The expected response is the complete listing below, restated exactly, with its pictures omitted.

• • • •

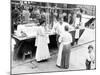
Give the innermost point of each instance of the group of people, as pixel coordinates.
(64, 38)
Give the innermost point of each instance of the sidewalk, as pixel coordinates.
(77, 62)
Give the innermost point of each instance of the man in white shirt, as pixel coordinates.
(65, 40)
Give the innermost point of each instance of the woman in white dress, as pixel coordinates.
(42, 40)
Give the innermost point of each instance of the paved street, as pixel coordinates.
(77, 62)
(77, 58)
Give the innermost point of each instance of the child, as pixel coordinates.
(90, 57)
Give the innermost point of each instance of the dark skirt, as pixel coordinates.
(65, 57)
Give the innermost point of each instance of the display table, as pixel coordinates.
(27, 43)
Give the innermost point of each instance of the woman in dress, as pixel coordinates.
(42, 40)
(65, 40)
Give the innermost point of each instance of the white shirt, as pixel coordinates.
(65, 37)
(90, 56)
(77, 33)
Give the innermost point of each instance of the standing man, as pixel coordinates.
(65, 40)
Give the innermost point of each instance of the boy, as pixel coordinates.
(90, 57)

• • • •

:: RESPONSE TO THIS EXERCISE ::
Give the innermost point of each instance of the group of people, as pixel coordinates.
(64, 38)
Give the innermost point of each instance of the sidewalk, as pixel coordinates.
(77, 62)
Give the innermost point of each instance of the man in white shirt, as pixel coordinates.
(65, 40)
Give the innermost point of each instance of the woman in white dress, as pixel coordinates.
(42, 40)
Give the innermost point of each instance of the paved street, as pixel coordinates.
(77, 62)
(77, 58)
Give the innermost point of each instance of the child, as pixel coordinates.
(90, 57)
Give the innermost point of each instance of the dark skirt, as pixel coordinates.
(65, 57)
Give the innermost point of each instance of the display table, as pixel coordinates.
(27, 43)
Give the innermost point of each instance of the woman in dress, as pixel coordinates.
(42, 40)
(65, 40)
Give the innermost point of each instance of the white shirt, as pixel coordinates.
(65, 37)
(90, 56)
(77, 33)
Give the innermost point of each instance of the standing man, as pixel coordinates.
(65, 40)
Give the innermost point of each instance of the boy, as pixel coordinates.
(90, 57)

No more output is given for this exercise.